_Exercises to complete_.
1 – Do these statements agree with the notes on Albéniz's Iberia? Answer yes or no for each, and quote the words of the notes that decide it. (a) Almería is a port town on the northern coast of Spain. (b) Debussy considered El Albaicín a perfect piece. (c) El Polo is full of dotted rhythms.
2 – According to the notes on Albéniz's Iberia, what sound does Albéniz want the piano to imitate in the scale-like theme of El Albaicín?

_Study text_.
○ ○ ○ ○

A serene, gently rocking song of great beauty, alternating with another slow cante jondo theme, then rising to an agitated climax before subsiding again into calmness. Almería is a port town on the southern coast of Spain.
Probably the most well-known piece of Iberia, it is heard frequently in its orchestrated version by Enrique Fernández Arbós. The early sections have sharp rhythms, but the lyrical second theme (a marcha torero, traditionally played when a bullfighter enters the ring) is the heart of the music. Triana is the gypsy quarter of Seville.
Describing the gypsy quarter of Granada, El Albaicín has a flamenco-like beginning which leads to an exotic scale-like theme, for which Albéniz wants the piano to imitate the sound of two woodwinds. These two ideas are developed in surprising ways, with great contrasts of mood and texture. Debussy considered this a perfect piece.
Toujours dans l'esprit du sanglot, Albéniz writes, always with the feeling of sobbing. El Polo is filled with melancholy tunes and jazzy dissonances. There are no dotted rhythms here — just one note on every beat, with some tied beats. Nevertheless it is extremely interesting rhythmically. The hypnotic dance rhythm has unexpected accents (ONE two three, (four) FIVE (six)) that keep you slightly off-balance. Albéniz writes in the score, Polo is an Andalusian song and dance, and has nothing to do with the sport of the same name.
This piece must be played joyfully and freely, writes the composer. It is purposefully dissonant, raucous and clangorous because it is describing the cacophony of a popular section of Madrid. This is the only piece of Iberia that concerns northern Spain; all the rest are in Andalusia, the south. At one point in the manuscript, Albéniz actually asks the performer to play with exaggeratedly bad taste! Thats not easy. And the final page is marked, intentionally mischievous. Lavapiés is perhaps the most difficult of all the twelve pieces in Iberia, and Albéniz told his friends that he had almost burned the manuscript in despair because he thought he had written something unplayable.

○ ○ ○ ○

_Dataset_.
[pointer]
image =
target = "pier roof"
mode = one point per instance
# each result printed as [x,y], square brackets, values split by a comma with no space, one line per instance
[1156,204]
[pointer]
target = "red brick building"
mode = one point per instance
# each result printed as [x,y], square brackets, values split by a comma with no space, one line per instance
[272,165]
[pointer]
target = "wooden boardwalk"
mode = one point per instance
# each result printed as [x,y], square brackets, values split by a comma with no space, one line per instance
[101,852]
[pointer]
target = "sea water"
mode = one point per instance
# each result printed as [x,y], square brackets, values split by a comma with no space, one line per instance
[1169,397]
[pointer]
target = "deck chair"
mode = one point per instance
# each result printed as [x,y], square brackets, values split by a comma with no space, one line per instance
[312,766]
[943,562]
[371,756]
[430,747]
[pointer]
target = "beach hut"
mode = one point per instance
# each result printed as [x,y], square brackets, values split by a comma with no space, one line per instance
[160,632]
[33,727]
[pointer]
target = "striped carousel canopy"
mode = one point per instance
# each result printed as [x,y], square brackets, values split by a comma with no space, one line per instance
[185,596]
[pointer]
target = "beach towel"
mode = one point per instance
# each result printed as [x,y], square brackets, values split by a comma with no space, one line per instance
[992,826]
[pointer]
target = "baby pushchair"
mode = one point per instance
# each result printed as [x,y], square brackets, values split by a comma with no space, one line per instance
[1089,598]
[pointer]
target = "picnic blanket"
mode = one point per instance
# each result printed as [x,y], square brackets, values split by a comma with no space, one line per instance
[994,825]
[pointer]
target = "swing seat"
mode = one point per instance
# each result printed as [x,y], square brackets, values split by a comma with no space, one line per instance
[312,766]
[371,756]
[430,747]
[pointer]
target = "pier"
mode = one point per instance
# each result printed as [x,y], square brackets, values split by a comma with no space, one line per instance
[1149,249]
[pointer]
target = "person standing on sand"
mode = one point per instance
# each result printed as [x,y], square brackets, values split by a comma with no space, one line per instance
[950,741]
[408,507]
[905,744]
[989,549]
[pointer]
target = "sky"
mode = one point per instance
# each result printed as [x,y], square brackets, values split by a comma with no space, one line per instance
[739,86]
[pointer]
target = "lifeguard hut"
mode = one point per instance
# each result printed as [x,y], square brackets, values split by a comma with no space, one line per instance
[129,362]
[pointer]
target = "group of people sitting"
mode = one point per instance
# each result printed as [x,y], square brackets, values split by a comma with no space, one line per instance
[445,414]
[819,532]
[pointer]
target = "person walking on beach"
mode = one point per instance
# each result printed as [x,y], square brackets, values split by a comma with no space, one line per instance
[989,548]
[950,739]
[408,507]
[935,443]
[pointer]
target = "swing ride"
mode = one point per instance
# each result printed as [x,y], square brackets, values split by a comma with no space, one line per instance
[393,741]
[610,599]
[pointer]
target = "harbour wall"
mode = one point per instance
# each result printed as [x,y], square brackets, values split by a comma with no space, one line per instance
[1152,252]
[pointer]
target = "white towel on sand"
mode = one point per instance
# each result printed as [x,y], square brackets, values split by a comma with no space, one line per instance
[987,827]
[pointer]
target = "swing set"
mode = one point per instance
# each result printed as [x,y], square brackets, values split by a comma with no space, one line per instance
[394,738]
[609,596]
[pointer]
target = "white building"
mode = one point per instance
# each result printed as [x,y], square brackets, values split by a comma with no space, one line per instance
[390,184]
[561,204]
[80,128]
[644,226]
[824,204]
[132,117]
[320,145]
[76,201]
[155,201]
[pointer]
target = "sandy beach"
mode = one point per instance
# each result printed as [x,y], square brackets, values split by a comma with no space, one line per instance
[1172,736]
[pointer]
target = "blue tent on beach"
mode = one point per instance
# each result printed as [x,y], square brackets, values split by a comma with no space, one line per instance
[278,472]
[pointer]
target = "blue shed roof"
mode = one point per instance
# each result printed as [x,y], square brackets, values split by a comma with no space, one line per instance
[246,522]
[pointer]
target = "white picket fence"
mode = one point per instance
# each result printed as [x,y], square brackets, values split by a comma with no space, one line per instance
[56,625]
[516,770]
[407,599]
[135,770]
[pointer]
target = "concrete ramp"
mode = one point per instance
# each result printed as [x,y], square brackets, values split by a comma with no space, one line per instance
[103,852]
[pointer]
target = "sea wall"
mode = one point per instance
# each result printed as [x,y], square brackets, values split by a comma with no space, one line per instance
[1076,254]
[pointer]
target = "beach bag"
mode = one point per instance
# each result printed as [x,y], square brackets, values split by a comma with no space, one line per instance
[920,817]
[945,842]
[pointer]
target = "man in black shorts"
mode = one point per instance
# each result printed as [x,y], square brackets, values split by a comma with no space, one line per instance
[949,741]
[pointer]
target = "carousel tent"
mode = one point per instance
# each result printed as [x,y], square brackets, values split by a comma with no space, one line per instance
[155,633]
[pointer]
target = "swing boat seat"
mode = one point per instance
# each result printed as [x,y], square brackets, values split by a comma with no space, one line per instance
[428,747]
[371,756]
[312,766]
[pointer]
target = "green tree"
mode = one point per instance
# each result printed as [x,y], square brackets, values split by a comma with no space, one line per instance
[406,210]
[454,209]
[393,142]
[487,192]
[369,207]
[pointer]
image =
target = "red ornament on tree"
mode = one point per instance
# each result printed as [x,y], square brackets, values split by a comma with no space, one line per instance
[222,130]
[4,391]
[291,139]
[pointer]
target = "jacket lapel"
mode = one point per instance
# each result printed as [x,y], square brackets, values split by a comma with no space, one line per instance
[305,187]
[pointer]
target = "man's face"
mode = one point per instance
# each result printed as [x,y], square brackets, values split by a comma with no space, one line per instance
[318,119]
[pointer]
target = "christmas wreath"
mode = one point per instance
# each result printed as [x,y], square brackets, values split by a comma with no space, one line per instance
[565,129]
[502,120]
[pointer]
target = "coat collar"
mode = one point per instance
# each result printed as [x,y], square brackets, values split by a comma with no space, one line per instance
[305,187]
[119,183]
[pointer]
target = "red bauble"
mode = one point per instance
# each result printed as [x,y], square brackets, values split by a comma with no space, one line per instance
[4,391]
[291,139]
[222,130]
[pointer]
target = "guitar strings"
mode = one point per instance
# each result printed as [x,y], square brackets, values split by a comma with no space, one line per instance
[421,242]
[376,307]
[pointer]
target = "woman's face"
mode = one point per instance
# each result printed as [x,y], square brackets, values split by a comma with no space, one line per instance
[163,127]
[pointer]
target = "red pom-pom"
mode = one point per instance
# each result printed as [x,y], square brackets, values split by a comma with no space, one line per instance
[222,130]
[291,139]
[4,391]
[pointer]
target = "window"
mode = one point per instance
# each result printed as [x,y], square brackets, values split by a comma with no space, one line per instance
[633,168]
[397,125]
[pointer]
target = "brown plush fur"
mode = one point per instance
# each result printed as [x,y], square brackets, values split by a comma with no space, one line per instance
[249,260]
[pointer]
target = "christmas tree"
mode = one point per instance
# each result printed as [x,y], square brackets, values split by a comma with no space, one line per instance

○ ○ ○ ○

_Responses per task_.
1 –
(a) No: "Almería is a port town on the southern coast of Spain."
(b) Yes: "Debussy considered this a perfect piece."
(c) No: "There are no dotted rhythms here"

2 – The sound of two woodwinds.